■ Extrait choisi:
+---+

Sa théorisation impressionne par la liberté qu’elle prend pour rendre compte des fantasmes infantiles, Lacan a pu rendre hommage à son audace tout en nous éclairant sur sa profusion imaginaire, et lui donner le statut de mythe analytique. Il va suggérer par exemple que le corps mythique de la mère correspond à ce que Freud a nommé das Ding, en d’autres termes, l’objet primordial.
Dans son séminaire sur « l’éthique de la psychanalyse », Lacan, commentant les thèses de M. Klein a propos de la sublimation (Leçon du 20 janvier 1960) fait valoir que dans ce registre, il s’agit d’une « solution imaginaire d’un besoin de substitution, de réparation par rapport au corps de la mère qui nous paraît contenir une certaine vérité mais partielle… » mais il est sceptique quant à une définition de la sublimation comme énergie libidinale désexualisée.
Ce qui pourrait nous ramener à la question de la jouissance et en particulier sur la jouissance musicale. Ce qui me donne l’occasion d’évoquer les travaux de Claude Dorgeuille et de ce qu’il nous avait apporté lors des journées organisées 2010 à Poitiers sur les « Variations sur la jouissance musicale ».
Il distinguait trois types de jouissance musicale : la jouissance sonore, la jouissance musculaire, et la jouissance proprement musicale. Rappelons succinctement comment il les définit :
La jouissance sonore ou auditive est liée à l’excitation des récepteurs sensoriels de l’oreille. Il retenait pour celle-ci deux possibilités, celle ou seule l’intensité est poussé à l’extrême comme dans certaine dérive contemporaine ce qui peut aller jusqu’à la lésion du tympan, et celle qui depuis toujours a accordé à la qualité du timbre l’attention la plus soutenue. On peut situer Ravel aussi dans ce dernier cas. Claude Dorgeuille estimait que c’est l’imaginaire qui domine alors, mais que la dimension réelle n’est pas exclue surtout quand l’intensité sur des stimulations les plus pauvres est valorisée.

+---+

■ Travail demandé:
- a) D'après l'extrait sur la jouissance musicale, quels sont les trois types de jouissance musicale que distinguait Claude Dorgeuille ?
- b) Recopiez fidèlement, dans l'extrait sur la jouissance musicale, le passage qui s'ouvre sur les mots contenant « Sa théorisation impressionne » et se clôt sur « termes, l’objet primordial. ».
- c) Prolongez l'extrait sur la jouissance musicale à partir de sa dernière phrase.

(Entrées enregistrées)

+---+

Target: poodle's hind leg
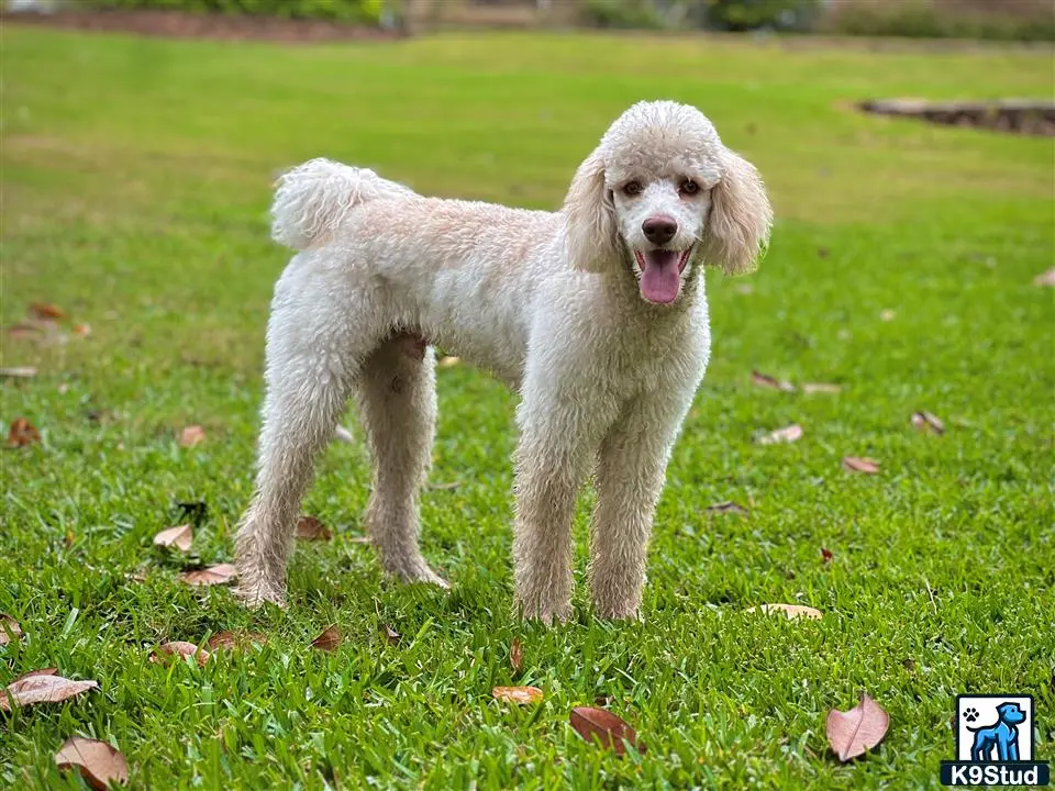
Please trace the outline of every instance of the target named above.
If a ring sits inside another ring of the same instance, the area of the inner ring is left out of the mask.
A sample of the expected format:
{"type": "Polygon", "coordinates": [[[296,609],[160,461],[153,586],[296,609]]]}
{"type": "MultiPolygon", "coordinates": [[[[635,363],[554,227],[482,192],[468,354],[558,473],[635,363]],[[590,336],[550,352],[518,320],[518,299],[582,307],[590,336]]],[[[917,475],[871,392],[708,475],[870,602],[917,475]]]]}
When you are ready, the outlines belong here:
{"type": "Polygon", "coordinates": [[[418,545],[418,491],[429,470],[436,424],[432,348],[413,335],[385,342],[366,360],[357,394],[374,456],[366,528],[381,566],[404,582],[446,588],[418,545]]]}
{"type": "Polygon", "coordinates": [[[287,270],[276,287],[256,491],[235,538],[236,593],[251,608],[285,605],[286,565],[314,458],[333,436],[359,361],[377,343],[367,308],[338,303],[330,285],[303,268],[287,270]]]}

+---+

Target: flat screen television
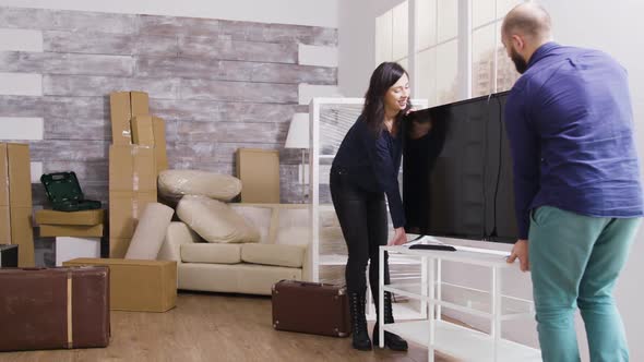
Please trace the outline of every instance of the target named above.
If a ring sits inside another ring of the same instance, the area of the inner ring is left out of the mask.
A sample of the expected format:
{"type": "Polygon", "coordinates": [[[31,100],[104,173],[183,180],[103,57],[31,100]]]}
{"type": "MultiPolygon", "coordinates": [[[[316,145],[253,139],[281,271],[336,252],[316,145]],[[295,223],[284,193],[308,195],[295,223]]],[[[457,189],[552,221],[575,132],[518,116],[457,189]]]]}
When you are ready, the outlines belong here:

+---+

■ Résultats des exercices:
- a) La jouissance sonore, la jouissance musculaire et la jouissance proprement musicale.

- b)
Sa théorisation impressionne par la liberté qu’elle prend pour rendre compte des fantasmes infantiles, Lacan a pu rendre hommage à son audace tout en nous éclairant sur sa profusion imaginaire, et lui donner le statut de mythe analytique. Il va suggérer par exemple que le corps mythique de la mère correspond à ce que Freud a nommé das Ding, en d’autres termes, l’objet primordial.

- c)
La jouissance musculaire serait essentiellement réelle, ce qui explique d’après lui que les interprètes peuvent avec facilité répéter inlassablement des exercices fastidieux.
Et enfin la jouissance proprement musicale qui serait foncièrement imaginaire, alors que l’organisation du discours musical va lui donner une valeur symbolique.
C’est l’hypothèse que j’ai essayé de faire valoir avec cette référence à la quarte, ce qui donnerait une signature remarquable à cette œuvre de Ravel. Il me semble que son écriture musicale vient servir au plus près le livret de Colette ; il n’y a pas de réponse du côté de l’Autre maternel, et la partition musicale ne résout pas les tensions entre rythme et mélodie mais laisse l’auditeur y apporter la suite qui lui sied, lui laissant en quelque sorte pour une part l’interprétation à donner : C’est à lui de jouer !
Alors la jouissance musicale on pourra convenir à suivre Claude Dorgeuille qu’elle relève ici de l’effet de sens que chacun produira par sa réception et son interprétation de l’œuvre de Ravel, et que c’est la partition qui vient lui donner son assise symbolique dans la mesure où cette écriture vient cerner au plus près les mouvements pulsionnels aussi bien de l’Enfant que l’infantile de tout un chacun, mais en en déplaçant ainsi l’enjeux en lui donnant la dignité d’une œuvre musicale.